▶ [What you will do]
[1] From the passage on renewable electricity sources, list every source that it says produces electricity only under certain natural conditions.
[2] In the passage on renewable electricity sources, what reason does it give for biomass being a mixed case for the climate?
[3] Continue the passage on renewable electricity sources from where it stops.

For example, wind electricity is available only when the wind is blowing. Solar energy is available only during the day and when the sun is shining. Tidal electricity is generated when the tides are coming in and out and wave electricity is produced when the waves are crashing.

These energies are the cheapest source of clean electricity when they are available.

Other renewable sources, such as geothermal, hydro or nuclear power, are available all of the time – their supply is fairly constant.

Constant supply can bring the costs of production down for a producer, but it means that there isn’t the flexibility to increase or decrease the amount of electricity being produced.

Finally, sources such as biomass and hydrogen can be made available when we need them. But their production can be more complicated and costlier.

Also, with biomass, there are many methods to produce it, some good for the climate and others bad (for more on this, read below).

What is the best green energy?

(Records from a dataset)
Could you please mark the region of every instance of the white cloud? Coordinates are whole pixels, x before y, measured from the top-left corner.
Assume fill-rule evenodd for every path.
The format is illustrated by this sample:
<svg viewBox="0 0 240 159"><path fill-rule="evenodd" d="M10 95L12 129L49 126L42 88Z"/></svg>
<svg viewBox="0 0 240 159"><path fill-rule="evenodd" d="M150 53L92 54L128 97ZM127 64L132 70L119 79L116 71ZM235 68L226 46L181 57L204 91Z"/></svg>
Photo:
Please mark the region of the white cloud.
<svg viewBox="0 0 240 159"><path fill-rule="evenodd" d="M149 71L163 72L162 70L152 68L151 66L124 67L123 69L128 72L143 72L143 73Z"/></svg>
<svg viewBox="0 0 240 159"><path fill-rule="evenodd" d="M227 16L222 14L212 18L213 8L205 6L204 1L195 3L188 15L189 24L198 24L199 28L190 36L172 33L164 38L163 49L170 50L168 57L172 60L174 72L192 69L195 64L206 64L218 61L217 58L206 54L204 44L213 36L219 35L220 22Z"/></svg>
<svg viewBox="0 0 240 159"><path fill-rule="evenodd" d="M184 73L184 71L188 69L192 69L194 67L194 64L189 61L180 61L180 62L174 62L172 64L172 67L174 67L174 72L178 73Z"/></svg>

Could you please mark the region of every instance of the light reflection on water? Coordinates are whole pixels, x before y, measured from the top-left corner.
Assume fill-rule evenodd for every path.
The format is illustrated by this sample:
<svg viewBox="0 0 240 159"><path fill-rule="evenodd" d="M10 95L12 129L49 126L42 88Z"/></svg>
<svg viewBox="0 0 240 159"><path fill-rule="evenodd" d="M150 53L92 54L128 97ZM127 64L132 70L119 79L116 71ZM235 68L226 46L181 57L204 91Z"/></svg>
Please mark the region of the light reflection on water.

▶ [Activity answers]
[1] Wind, solar, tidal, wave

[2] The passage says there are many methods to produce biomass. Some of those methods are good for the climate and others are bad.

[3]
How best to heat and power light using renewable resources will depend on where you live.

The variability in some green energies, along with variation in when we use electricity, means that a combination of renewable energy sources is likely to ensure a supply of electricity exactly when you need it.

Plus, you may also need a method of storing electricity, such as in batteries.

The first integrated renewable energy grid in the world was built on the Island of Egg, in the Hebrides, UK. It uses a mixture of hydro, wind and solar to ensure electricity supply on an island with a lot of wet and windy weather.

Light is the most abundant source on earth.

In many regions of the world, solar is replacing electricity from coal and natural gas. It’s also replacing kerosene lamps and diesel generators in areas where people can’t access a power grid.

Solar photovoltaic (PV) home systems are used, for example, by 1.5 million households in Germany, by 6.6 million households in Bangladesh and by 16% of households in Australia.

But it’s calculated that wind energy stands to make the largest contribution to reducing climate change over the next three decades.

Wind farms have very small carbon footprints, are quick to build, and can be built off-shore or on-shore, while still using most of the land they stand on.

Around 6% of global electricity was supplied by wind turbines in 2020 and it’s expected to be much more. Over 10 million homes in Spain alone are powered by wind.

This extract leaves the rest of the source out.